[Data entries]

-.-.-

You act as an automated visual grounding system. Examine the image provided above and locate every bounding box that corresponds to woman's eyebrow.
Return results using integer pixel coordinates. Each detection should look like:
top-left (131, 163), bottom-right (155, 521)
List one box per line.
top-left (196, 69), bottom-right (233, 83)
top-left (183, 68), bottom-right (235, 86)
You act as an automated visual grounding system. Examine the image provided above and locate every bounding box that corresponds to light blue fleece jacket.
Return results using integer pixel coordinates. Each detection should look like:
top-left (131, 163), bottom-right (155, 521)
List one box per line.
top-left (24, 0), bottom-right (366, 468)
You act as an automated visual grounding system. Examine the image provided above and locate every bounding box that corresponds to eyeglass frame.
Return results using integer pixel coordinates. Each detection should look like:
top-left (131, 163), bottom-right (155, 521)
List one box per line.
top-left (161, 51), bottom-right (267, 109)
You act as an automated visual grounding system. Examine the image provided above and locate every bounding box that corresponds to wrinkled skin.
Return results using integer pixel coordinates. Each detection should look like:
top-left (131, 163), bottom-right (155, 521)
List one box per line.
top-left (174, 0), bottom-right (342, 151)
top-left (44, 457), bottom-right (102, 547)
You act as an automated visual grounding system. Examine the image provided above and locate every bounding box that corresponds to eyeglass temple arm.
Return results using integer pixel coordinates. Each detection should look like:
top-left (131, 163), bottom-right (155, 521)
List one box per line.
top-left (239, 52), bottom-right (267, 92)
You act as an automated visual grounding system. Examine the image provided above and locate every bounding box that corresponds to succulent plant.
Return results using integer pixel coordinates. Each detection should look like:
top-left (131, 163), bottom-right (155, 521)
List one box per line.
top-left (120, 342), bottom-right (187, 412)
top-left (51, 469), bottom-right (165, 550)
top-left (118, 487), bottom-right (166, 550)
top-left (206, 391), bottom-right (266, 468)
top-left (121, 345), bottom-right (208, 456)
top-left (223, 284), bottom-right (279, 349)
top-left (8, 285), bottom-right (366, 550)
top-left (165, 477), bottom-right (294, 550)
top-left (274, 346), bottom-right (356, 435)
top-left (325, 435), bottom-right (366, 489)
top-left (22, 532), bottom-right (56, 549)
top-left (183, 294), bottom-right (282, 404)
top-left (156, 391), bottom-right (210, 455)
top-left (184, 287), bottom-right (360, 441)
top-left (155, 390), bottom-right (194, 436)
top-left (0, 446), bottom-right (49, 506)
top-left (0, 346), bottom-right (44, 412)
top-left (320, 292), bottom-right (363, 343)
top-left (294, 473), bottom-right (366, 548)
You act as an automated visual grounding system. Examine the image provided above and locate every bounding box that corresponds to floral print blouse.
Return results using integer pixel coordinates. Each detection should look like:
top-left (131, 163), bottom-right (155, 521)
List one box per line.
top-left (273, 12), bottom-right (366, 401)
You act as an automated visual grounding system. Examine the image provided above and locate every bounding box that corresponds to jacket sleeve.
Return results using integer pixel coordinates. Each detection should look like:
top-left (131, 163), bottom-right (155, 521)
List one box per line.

-.-.-

### ACTIVITY
Where the word "image" appears in a line of the entries, copy that line.

### COMPLETED TASK
You act as an automated visual grounding system. Examine the image provided above and locate every bounding box that corresponds to woman's eyebrow.
You act as an automated visual grounding system. Examine the image provided above and locate every bounding box that corresponds to light blue fleece jacket.
You act as an automated visual grounding system. Examine the image provided above and locate every bounding box that corresponds to eyeglass frame.
You act as an automated visual grounding system. Examine the image provided above and locate every bounding box that corresponds to wrinkled skin.
You act as an automated visual grounding system. Examine the image provided above and locate every bounding box that corresponds to eyeglass temple arm.
You act as an automated visual grounding system. Examine the image provided above and locate every bounding box that corresponds to succulent plant.
You act as an automated visual grounding system. Examine the image provided above and locate every bounding box that corresponds to floral print blouse.
You act as an automated visual grounding system. Examine the image provided above and locate every bounding box that corresponds to jacket sleeve.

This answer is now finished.